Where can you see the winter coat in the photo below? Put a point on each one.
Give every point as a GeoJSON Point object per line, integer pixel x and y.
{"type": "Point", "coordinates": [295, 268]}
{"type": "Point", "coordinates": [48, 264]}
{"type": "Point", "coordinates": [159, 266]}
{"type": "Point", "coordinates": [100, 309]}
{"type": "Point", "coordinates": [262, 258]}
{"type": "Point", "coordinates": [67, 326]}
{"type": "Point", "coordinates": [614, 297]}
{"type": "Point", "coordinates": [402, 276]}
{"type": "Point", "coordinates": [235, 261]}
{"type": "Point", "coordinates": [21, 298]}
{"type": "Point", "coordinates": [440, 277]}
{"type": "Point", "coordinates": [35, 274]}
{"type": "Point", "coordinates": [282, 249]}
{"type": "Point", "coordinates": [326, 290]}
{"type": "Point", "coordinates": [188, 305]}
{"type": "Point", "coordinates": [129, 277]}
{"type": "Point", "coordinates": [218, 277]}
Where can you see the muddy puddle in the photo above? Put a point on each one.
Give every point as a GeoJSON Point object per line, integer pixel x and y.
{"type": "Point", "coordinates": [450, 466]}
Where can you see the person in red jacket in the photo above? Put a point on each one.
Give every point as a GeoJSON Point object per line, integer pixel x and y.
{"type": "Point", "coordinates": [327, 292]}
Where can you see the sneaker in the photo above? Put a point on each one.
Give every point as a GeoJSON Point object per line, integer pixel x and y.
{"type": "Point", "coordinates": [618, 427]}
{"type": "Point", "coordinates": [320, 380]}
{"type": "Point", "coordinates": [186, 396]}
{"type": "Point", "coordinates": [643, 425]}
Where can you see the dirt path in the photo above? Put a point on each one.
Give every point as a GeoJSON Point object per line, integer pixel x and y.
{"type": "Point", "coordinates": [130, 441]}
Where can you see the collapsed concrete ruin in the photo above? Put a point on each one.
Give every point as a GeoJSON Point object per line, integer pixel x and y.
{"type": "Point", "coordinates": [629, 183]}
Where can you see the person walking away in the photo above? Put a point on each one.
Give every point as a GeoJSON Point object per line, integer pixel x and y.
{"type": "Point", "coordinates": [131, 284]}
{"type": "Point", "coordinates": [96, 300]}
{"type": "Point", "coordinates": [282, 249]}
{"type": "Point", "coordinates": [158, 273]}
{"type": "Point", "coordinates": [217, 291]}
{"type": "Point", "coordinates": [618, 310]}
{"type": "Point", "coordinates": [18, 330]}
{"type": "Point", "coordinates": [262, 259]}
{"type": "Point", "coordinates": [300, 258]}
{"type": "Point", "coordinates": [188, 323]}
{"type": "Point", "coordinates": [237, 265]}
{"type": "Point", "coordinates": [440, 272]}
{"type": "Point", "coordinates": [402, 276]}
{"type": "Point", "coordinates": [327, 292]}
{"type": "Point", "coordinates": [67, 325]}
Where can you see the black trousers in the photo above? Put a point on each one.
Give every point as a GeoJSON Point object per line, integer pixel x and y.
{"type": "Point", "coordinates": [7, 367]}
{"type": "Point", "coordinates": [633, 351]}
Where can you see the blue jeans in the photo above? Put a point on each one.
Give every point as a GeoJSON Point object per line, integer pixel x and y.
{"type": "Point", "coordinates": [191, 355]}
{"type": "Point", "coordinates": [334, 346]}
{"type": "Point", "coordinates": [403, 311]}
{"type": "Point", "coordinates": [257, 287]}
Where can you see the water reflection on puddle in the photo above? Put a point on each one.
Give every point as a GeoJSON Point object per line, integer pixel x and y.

* Given task
Change the listing above by putting "Where do you see" wherever "Where can you see" occurs, and leave every other line as it is.

* Output of the exercise
Where do you see the winter coat in the photo below? Put a point on each one.
Give every point as a GeoJSON Point object per line, integer pixel x and y.
{"type": "Point", "coordinates": [295, 268]}
{"type": "Point", "coordinates": [48, 264]}
{"type": "Point", "coordinates": [159, 266]}
{"type": "Point", "coordinates": [100, 309]}
{"type": "Point", "coordinates": [262, 258]}
{"type": "Point", "coordinates": [67, 326]}
{"type": "Point", "coordinates": [614, 297]}
{"type": "Point", "coordinates": [402, 276]}
{"type": "Point", "coordinates": [235, 261]}
{"type": "Point", "coordinates": [21, 298]}
{"type": "Point", "coordinates": [440, 277]}
{"type": "Point", "coordinates": [35, 274]}
{"type": "Point", "coordinates": [282, 249]}
{"type": "Point", "coordinates": [326, 290]}
{"type": "Point", "coordinates": [188, 305]}
{"type": "Point", "coordinates": [129, 277]}
{"type": "Point", "coordinates": [218, 277]}
Where do you see the muddy puddle in the photo above? Put a point on each one.
Give every point as a GeoJSON Point object per line, integer pixel x and y.
{"type": "Point", "coordinates": [450, 466]}
Where do you see the person in red jacket in the photo above? Put a point on each one.
Give every point as a GeoJSON Point object per line, integer pixel x and y.
{"type": "Point", "coordinates": [327, 292]}
Where do you see the sneaker in the photo above? Put a point on each one.
Give every point as a GeoJSON Point object per line, integer pixel x and y.
{"type": "Point", "coordinates": [618, 427]}
{"type": "Point", "coordinates": [320, 380]}
{"type": "Point", "coordinates": [186, 396]}
{"type": "Point", "coordinates": [643, 425]}
Where do you see the dirt path in the photo above? Put a point on each one.
Give every point as a GeoJSON Point object per line, integer pixel x and y.
{"type": "Point", "coordinates": [130, 441]}
Where do you see the collapsed concrete ruin in the photo above? Put a point on each one.
Give every point as a GeoJSON Point object per line, integer pixel x and y.
{"type": "Point", "coordinates": [629, 183]}
Where do you see the person walking away in the photo above? Put a point on each one.
Give every point as a GeoJSON Point object per line, integer pixel x and y.
{"type": "Point", "coordinates": [131, 284]}
{"type": "Point", "coordinates": [96, 300]}
{"type": "Point", "coordinates": [282, 249]}
{"type": "Point", "coordinates": [158, 273]}
{"type": "Point", "coordinates": [217, 291]}
{"type": "Point", "coordinates": [618, 310]}
{"type": "Point", "coordinates": [18, 330]}
{"type": "Point", "coordinates": [262, 259]}
{"type": "Point", "coordinates": [300, 258]}
{"type": "Point", "coordinates": [188, 323]}
{"type": "Point", "coordinates": [237, 265]}
{"type": "Point", "coordinates": [440, 272]}
{"type": "Point", "coordinates": [402, 276]}
{"type": "Point", "coordinates": [327, 292]}
{"type": "Point", "coordinates": [67, 325]}
Where do you see the black trousers in the photo above? Put a point on each one.
Give every point as a GeoJSON Point object per line, integer pixel x and y.
{"type": "Point", "coordinates": [7, 367]}
{"type": "Point", "coordinates": [633, 351]}
Where do you see the blue jeans in the photo above? Put a point on each one.
Give every point as a GeoJSON Point object per line, integer pixel x and y.
{"type": "Point", "coordinates": [191, 355]}
{"type": "Point", "coordinates": [334, 346]}
{"type": "Point", "coordinates": [403, 311]}
{"type": "Point", "coordinates": [257, 287]}
Where do you see the water reflection on puddle in the photo above? Put a point on each one.
Give every point as a GeoJSON Point object per line, integer pixel x and y.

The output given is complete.